═══ DATA FOR THIS EXERCISE

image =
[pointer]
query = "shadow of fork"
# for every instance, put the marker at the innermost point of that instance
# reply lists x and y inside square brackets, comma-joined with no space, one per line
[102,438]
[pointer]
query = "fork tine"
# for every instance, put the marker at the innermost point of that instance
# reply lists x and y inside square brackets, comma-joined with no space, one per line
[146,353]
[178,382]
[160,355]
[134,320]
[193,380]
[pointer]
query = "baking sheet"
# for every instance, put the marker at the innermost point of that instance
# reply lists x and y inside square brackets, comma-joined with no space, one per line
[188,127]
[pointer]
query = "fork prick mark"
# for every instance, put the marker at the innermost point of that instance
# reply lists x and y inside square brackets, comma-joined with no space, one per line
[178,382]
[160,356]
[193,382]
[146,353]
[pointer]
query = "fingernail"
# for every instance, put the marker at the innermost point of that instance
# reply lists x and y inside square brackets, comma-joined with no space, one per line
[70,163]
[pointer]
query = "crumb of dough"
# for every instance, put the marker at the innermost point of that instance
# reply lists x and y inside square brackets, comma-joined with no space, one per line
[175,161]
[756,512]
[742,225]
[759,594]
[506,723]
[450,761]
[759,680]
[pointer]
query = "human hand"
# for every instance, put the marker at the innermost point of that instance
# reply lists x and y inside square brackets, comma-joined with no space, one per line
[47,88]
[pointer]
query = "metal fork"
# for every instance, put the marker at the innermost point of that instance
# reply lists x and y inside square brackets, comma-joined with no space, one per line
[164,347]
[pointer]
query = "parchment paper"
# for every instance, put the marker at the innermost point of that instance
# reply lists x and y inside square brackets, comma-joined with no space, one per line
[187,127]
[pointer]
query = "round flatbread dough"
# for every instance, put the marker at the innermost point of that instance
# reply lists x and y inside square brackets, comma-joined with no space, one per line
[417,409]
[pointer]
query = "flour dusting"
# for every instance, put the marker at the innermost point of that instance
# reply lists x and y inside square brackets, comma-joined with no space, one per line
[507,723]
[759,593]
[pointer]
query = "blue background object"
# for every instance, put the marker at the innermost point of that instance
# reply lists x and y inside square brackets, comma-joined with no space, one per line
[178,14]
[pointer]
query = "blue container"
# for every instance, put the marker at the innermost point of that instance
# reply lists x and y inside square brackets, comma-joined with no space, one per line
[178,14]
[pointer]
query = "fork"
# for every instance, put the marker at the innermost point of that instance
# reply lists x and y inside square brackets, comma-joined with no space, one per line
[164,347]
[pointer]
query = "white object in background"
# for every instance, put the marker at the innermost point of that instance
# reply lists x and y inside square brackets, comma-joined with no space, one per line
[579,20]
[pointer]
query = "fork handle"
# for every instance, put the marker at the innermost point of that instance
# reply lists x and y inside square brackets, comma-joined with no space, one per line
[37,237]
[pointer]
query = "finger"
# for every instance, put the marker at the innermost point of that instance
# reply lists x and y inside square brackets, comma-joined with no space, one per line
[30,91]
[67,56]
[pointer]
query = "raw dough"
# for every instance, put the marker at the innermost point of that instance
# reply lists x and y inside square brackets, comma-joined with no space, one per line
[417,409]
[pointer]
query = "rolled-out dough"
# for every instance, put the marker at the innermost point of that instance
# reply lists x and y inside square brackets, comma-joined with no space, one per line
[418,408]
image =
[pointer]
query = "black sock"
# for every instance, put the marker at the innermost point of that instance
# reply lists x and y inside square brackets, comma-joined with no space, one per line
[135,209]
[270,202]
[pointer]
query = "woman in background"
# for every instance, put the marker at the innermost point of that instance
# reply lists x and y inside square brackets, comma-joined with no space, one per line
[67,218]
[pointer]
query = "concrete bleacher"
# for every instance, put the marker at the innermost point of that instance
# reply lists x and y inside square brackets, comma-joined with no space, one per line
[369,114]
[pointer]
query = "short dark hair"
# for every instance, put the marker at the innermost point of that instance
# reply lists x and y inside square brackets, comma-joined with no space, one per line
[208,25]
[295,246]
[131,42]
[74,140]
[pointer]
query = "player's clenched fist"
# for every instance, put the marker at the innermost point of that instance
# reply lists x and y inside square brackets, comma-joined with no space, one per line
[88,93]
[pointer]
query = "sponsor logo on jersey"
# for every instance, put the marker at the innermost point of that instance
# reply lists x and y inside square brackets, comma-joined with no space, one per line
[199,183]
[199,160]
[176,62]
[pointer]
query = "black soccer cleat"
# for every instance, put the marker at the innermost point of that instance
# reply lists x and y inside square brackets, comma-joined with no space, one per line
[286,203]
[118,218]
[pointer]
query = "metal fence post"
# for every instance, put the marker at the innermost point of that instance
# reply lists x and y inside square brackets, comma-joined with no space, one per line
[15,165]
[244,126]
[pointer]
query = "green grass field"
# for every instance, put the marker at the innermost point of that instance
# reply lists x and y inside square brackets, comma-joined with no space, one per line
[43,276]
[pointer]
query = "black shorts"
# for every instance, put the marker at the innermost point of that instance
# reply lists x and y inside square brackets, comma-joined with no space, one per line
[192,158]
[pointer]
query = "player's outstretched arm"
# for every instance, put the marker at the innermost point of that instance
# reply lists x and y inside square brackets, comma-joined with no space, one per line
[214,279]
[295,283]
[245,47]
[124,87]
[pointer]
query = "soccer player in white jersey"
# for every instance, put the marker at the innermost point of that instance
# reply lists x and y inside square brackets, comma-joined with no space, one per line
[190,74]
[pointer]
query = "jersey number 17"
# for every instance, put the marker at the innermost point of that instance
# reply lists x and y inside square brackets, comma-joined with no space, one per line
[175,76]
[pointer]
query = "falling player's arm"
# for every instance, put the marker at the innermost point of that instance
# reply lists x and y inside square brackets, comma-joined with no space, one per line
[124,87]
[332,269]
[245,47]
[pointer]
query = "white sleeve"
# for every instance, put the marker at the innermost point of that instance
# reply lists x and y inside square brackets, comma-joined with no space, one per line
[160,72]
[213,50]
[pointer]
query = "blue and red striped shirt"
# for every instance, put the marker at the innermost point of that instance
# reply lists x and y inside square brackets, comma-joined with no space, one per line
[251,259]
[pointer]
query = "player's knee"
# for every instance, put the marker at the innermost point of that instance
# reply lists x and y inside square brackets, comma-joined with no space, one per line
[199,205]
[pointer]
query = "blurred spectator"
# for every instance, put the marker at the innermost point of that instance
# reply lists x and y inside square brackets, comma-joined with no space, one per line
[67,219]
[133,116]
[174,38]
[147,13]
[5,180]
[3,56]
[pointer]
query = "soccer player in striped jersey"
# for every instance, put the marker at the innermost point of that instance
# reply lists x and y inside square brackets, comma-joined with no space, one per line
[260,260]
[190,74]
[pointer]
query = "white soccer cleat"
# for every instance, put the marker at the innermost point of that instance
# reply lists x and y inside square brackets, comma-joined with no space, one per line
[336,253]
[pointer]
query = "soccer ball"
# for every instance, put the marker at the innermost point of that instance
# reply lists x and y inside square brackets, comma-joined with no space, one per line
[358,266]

══════

### REQUIREMENTS
Identify each line in the records above that contains the word "black", and copy those lines.

### TASK OUTPUT
query = "black sock"
query = "black soccer cleat"
query = "black shorts"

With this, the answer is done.